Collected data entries
-- start --

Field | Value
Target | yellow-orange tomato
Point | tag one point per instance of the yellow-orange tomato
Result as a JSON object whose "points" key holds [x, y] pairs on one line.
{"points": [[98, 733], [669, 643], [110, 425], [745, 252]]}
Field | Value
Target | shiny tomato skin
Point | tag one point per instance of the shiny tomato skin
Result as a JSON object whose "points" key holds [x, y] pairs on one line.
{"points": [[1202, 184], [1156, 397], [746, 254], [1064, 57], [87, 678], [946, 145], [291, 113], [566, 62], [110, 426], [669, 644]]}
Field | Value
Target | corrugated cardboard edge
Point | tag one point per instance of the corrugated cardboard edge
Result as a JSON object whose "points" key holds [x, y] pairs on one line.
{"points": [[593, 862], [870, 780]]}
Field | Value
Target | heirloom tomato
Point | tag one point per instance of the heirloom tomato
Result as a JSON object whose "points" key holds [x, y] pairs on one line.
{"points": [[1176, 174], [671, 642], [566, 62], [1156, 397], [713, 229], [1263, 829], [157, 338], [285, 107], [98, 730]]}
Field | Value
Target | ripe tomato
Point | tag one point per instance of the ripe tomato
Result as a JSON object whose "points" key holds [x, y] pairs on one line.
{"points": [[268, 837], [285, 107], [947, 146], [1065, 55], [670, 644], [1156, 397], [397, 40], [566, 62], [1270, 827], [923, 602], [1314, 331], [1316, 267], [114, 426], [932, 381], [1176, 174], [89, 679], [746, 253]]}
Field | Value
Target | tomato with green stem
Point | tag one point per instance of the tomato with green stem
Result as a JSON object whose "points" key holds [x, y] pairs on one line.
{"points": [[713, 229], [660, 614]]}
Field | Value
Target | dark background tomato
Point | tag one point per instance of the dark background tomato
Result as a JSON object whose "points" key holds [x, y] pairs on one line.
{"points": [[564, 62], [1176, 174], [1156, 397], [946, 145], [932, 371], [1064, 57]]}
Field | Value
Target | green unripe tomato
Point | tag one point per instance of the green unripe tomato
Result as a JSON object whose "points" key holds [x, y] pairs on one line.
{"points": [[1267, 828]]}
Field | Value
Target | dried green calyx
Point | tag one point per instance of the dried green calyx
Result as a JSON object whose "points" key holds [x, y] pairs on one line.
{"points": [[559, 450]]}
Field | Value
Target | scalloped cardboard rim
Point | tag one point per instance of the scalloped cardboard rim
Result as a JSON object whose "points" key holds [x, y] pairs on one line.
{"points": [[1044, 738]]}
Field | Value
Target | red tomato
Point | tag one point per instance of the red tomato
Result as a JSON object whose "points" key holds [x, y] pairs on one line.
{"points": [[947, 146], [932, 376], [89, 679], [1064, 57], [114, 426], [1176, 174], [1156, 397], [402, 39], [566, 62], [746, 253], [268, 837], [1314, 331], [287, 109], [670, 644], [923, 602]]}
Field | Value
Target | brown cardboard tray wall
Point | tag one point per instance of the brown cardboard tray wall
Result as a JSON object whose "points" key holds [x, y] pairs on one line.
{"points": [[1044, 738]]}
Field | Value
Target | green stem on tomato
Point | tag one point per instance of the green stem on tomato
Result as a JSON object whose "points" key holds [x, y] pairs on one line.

-- end --

| To be done |
Give back each line above precisely as it stands.

| Finished answer |
Field | Value
Target | yellow-orange tomato
Point | tag one point per instance of the yellow-orange tomato
Result as a JSON object whose "points" key holds [x, y] pairs on one line.
{"points": [[98, 733], [669, 643], [110, 425], [745, 252]]}
Field | Value
Target | shiny tomato skin
Point | tag one point per instance of the shiny tomato skin
Result as a JSON object whose "points" key holds [x, y] pairs on one line.
{"points": [[1202, 184], [1156, 397], [746, 254], [1064, 57], [87, 678], [946, 145], [291, 113], [566, 62], [110, 426], [669, 644]]}
Field | Value
Target | corrugated cardboard edge
Point | tag one point per instance of the corrugated cardboard edge
Result as a JSON object whose "points" key holds [x, y] pairs on one line.
{"points": [[593, 862], [870, 780]]}
Field | Value
Target | heirloom tomato
Point | tag one point per instance of the heirloom tomato
Result as a JSON object whose "points" key holds [x, y] pairs on one line.
{"points": [[1176, 174], [671, 642], [566, 62], [1156, 397], [713, 229], [1263, 829], [157, 338], [285, 107], [98, 730]]}
Field | Value
Target | ripe tomato
Point | tag one point per instance of the ripe tomato
Result as a JSON object whose "points" key holds [x, y] pairs on one line.
{"points": [[268, 837], [285, 107], [947, 146], [1065, 55], [670, 644], [1156, 397], [397, 40], [566, 62], [1270, 827], [923, 602], [1314, 331], [1316, 267], [114, 426], [932, 381], [1176, 174], [89, 679], [746, 253]]}
Field | Value
Target | tomato with green stem
Point | tag one point per instance of the tomato with green stem
Result as a JSON object whose "points" key holds [x, y] pairs on one line.
{"points": [[713, 229], [660, 614]]}
Field | Value
Target | dark background tomato
Point | tag one point per instance of the dark background tomato
Result as a JSON object whose "points" key holds [x, y] pairs on one line.
{"points": [[564, 62], [1176, 174], [1156, 397], [946, 145], [932, 371], [1064, 57]]}
Field | Value
Target | green unripe tomato
Point | tag one point per instance of the green unripe tomato
Result as a JSON object whose "points" key holds [x, y] pairs on one line.
{"points": [[1267, 828]]}
Field | Value
Target | dried green calyx
Point | tag one point per instance of the dried green calyx
Result as a JSON object whose "points" key holds [x, y] pairs on one line.
{"points": [[559, 450]]}
Field | Value
Target | scalloped cardboard rim
Point | tag one point per instance of the scalloped cardboard rim
Result as a JSON object whose "points" key holds [x, y] pairs on one line.
{"points": [[1044, 738]]}
Field | Value
Target | red tomato
Point | tag one point per instance of the red tomato
Result as a JSON object whose "points" key holds [x, y] pairs on one line.
{"points": [[947, 146], [932, 376], [89, 679], [1064, 57], [114, 426], [1176, 174], [1156, 397], [402, 39], [566, 62], [746, 253], [268, 837], [1314, 331], [287, 109], [670, 644], [923, 602]]}
Field | Value
Target | brown cardboard tray wall
Point | tag one point per instance of the brown cardboard tray wall
Result as a JSON object whose "points" key holds [x, y] pairs on one line.
{"points": [[1044, 738]]}
Field | Value
Target | green stem on tomato
Point | tag one point per instance of the green stem on tomato
Result as a JSON object whose "points" key holds [x, y] pairs on one line.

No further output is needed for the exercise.